* **PROBLEM TO SOLVE**
Reproduce, word for word, every line starting at the line that contains "Return the outline of every instance of the man's" and ending with the final line of the entries.

--

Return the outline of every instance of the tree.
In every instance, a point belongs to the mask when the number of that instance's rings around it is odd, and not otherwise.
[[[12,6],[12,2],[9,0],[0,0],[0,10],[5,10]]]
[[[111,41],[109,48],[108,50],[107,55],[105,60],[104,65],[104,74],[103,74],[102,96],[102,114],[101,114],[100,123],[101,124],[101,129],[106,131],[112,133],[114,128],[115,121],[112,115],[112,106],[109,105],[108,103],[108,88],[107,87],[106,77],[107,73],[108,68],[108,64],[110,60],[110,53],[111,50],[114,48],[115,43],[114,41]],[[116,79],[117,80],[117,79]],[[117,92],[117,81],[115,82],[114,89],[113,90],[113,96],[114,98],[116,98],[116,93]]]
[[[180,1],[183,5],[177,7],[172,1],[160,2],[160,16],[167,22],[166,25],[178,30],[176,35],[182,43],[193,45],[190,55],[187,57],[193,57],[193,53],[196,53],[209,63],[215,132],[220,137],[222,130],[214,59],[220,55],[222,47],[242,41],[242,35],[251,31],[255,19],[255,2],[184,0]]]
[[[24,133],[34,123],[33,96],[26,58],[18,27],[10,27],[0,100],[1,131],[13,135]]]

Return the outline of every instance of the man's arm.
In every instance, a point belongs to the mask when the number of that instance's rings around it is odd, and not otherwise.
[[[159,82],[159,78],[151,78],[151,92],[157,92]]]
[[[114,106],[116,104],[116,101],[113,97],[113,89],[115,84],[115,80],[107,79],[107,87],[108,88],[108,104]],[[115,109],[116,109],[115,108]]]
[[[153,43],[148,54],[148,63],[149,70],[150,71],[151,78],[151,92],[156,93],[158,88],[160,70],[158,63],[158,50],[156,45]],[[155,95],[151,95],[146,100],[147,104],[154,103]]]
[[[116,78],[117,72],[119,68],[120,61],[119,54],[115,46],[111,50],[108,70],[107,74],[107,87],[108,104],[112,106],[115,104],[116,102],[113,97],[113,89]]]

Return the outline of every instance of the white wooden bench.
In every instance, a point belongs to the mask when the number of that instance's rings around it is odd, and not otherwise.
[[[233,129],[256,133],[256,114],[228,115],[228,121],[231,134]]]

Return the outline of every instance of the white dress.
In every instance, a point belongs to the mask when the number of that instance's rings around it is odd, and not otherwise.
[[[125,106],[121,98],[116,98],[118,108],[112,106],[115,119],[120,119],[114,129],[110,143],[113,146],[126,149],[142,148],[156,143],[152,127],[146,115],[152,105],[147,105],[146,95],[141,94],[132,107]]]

--

* **SOLUTION BELOW**
Return the outline of every instance of the man's arm.
In every instance, a point belongs to the mask when the number of that instance's rings around it is odd, and not otherwise.
[[[159,82],[159,78],[151,78],[151,92],[157,92]]]
[[[114,106],[116,104],[116,101],[113,97],[113,89],[115,84],[115,80],[107,79],[107,87],[108,88],[108,104]],[[115,109],[116,109],[115,108]]]
[[[153,43],[148,54],[148,63],[149,70],[150,71],[151,78],[151,92],[156,93],[158,88],[160,70],[158,63],[158,50],[156,45]],[[155,95],[151,95],[146,100],[147,104],[154,103]]]
[[[116,78],[117,72],[119,68],[120,61],[119,54],[115,46],[111,50],[108,70],[107,74],[107,87],[108,104],[112,106],[115,104],[116,102],[113,97],[113,89]]]

Return the outline of every instance of the white wooden bench.
In every instance, a point belongs to the mask when the number of that instance's rings around it is odd, and not otherwise.
[[[233,129],[256,133],[256,114],[228,115],[228,121],[231,134]]]

Return the outline of every instance of the white dress.
In every instance, a point belongs to the mask when the number of that instance's rings around it is odd, and not otherwise.
[[[125,106],[121,98],[116,98],[118,108],[112,106],[115,119],[120,119],[114,129],[110,143],[113,146],[126,149],[142,148],[156,143],[152,127],[146,115],[152,105],[147,105],[146,95],[141,94],[132,107]]]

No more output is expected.